To be done: Transcribe the tail of the listing: start at the line containing "indicate the red stripe" and stop after the last line, keeping every character as is and adding nothing.

++++ Entries provided ++++

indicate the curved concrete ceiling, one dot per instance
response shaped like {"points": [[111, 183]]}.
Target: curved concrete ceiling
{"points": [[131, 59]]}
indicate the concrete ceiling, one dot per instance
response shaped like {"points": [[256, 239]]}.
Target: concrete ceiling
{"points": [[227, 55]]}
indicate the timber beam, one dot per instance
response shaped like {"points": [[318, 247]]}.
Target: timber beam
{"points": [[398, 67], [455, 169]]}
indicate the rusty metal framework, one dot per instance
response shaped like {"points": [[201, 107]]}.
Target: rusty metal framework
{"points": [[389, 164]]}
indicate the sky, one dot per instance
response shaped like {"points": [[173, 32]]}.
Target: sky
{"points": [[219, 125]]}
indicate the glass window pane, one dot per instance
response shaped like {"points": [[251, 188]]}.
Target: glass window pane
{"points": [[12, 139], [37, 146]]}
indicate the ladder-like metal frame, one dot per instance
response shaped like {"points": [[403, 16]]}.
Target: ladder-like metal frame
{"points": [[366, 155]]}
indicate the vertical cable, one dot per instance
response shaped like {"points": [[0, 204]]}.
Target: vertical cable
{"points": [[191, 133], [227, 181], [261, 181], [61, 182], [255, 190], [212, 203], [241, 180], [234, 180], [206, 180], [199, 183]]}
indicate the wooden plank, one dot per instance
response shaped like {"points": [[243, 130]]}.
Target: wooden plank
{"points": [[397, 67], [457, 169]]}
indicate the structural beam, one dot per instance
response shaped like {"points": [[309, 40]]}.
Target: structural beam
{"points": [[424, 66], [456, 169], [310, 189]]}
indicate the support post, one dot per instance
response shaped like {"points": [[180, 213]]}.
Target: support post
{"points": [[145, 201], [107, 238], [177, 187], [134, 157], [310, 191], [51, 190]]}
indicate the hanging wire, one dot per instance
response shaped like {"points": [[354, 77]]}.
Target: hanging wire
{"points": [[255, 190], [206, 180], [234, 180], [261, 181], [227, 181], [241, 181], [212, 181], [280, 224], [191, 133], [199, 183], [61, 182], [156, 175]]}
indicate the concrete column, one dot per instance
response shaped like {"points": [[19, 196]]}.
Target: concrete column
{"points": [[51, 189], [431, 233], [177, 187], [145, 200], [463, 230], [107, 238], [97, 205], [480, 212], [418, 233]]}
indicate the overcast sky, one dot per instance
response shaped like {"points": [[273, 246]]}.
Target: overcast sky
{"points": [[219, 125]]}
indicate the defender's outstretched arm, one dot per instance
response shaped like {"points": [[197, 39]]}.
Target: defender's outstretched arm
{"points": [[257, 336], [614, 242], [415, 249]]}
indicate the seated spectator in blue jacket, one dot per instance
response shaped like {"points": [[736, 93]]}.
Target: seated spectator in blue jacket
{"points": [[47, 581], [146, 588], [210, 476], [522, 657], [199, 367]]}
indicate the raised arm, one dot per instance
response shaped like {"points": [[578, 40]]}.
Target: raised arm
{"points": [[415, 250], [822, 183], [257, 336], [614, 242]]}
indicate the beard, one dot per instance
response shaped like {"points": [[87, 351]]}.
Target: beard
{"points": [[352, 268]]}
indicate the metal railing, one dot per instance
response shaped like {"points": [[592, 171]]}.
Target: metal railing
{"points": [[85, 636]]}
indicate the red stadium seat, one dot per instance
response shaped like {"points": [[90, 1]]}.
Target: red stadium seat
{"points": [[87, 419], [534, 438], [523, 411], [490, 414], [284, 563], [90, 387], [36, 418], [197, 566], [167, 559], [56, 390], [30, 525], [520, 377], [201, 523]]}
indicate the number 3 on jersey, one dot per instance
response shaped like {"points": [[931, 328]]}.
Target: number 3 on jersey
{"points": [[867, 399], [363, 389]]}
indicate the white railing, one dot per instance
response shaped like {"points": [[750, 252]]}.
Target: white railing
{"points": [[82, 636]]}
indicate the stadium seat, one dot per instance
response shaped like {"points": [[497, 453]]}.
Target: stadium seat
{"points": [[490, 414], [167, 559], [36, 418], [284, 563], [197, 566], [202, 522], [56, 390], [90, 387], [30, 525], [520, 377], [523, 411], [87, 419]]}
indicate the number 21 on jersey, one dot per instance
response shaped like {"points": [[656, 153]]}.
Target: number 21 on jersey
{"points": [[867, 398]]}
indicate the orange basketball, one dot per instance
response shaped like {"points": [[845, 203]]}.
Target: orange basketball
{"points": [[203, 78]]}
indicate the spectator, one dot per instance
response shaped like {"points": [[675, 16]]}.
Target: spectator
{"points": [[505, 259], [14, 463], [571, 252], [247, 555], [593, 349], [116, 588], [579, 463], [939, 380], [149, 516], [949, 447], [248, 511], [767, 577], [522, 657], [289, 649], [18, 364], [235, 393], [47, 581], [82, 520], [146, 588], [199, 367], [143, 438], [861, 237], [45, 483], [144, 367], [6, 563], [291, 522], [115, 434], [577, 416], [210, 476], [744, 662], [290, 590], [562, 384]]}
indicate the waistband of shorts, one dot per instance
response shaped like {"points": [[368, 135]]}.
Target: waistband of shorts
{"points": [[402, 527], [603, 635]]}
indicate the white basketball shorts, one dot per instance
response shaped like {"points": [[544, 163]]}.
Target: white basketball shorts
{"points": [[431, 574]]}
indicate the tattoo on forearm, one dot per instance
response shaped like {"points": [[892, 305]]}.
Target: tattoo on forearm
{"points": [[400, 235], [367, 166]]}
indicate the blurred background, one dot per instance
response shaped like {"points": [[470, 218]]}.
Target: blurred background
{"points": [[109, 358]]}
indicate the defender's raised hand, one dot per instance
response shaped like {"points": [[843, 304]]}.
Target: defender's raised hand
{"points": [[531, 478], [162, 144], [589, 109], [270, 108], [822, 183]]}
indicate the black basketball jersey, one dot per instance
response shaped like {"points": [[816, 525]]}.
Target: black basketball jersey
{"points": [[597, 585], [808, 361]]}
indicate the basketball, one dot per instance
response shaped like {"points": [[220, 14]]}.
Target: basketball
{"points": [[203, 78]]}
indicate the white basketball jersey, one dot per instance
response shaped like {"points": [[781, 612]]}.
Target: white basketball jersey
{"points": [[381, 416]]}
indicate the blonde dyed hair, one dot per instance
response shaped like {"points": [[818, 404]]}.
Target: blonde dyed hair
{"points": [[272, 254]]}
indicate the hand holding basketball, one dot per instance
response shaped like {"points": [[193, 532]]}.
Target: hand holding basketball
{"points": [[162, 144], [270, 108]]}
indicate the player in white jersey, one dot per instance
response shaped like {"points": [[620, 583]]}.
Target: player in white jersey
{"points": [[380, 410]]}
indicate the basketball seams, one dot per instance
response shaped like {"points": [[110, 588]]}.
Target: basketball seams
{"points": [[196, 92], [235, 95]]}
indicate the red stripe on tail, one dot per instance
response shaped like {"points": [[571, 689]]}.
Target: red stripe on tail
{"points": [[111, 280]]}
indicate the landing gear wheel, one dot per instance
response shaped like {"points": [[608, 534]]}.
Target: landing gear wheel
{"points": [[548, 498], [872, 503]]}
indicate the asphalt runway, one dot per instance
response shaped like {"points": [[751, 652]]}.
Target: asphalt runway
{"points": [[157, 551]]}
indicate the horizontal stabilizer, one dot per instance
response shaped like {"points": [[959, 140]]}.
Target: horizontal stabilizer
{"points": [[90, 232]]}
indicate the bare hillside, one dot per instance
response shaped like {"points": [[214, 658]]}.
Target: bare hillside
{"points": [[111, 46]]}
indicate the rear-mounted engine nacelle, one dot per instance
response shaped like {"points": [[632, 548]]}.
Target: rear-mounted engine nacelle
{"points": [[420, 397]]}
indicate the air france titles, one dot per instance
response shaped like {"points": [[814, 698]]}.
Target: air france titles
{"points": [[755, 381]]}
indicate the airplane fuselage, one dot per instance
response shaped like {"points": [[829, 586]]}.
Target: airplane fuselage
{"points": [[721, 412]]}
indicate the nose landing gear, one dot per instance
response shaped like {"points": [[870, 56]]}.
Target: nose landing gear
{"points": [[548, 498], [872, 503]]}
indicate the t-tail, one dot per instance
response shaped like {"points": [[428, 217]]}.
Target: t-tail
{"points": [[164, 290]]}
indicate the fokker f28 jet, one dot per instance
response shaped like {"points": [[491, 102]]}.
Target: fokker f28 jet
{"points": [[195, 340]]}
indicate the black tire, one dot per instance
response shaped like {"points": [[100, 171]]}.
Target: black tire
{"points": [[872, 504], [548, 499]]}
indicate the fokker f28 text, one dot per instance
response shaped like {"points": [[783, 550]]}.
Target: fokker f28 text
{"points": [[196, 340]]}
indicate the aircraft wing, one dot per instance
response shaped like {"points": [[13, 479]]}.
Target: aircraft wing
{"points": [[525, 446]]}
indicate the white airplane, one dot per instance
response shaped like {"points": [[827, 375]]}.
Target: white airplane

++++

Result of this task:
indicate the red stripe on tail, one dot per instance
response shaped like {"points": [[571, 689]]}.
Target: red stripe on tail
{"points": [[111, 280]]}
indicate the landing gear wheel, one dot per instance
response shaped like {"points": [[608, 534]]}.
Target: landing gear wheel
{"points": [[548, 498], [872, 503]]}
indicate the asphalt runway, one dot per instance
response shaped like {"points": [[751, 652]]}.
Target: asphalt runway
{"points": [[157, 551]]}
indicate the horizontal stabilizer, one dot per instance
response shaped like {"points": [[959, 140]]}.
Target: horizontal stabilizer
{"points": [[90, 232]]}
indicate the bare hillside, one dot per instance
response shaped like {"points": [[214, 658]]}.
Target: bare hillside
{"points": [[111, 46]]}
indicate the rear-mounted engine nacelle, one dot per instance
response shaped like {"points": [[632, 548]]}.
Target: rear-mounted engine nacelle
{"points": [[420, 397]]}
indicate the air france titles, one dot per instance
response shaped like {"points": [[814, 698]]}.
Target: air france titles
{"points": [[755, 381]]}
indicate the airplane fuselage, one dot per instance
response shaped like {"points": [[829, 586]]}.
Target: airplane fuselage
{"points": [[721, 412]]}
indicate the nose landing gear, one dot per instance
response shaped like {"points": [[870, 56]]}.
Target: nose landing gear
{"points": [[548, 498], [872, 503]]}
indicate the t-tail, one dot per instance
response shaped like {"points": [[428, 217]]}.
Target: t-tail
{"points": [[164, 290]]}
indicate the fokker f28 jet, one dot per instance
response shaped like {"points": [[491, 102]]}.
Target: fokker f28 jet
{"points": [[195, 340]]}
indicate the black tire, one dot per instance
response shaped like {"points": [[100, 171]]}.
Target: black tire
{"points": [[872, 504], [548, 499]]}
indicate the fokker f28 text, one dot per instance
response shaped like {"points": [[783, 550]]}.
Target: fokker f28 text
{"points": [[196, 340]]}
indicate the aircraft wing, one dot per instance
response shaped like {"points": [[13, 479]]}.
Target: aircraft wing
{"points": [[525, 446]]}
indicate the white airplane, one dot per instance
response shaped like {"points": [[827, 375]]}.
Target: white airplane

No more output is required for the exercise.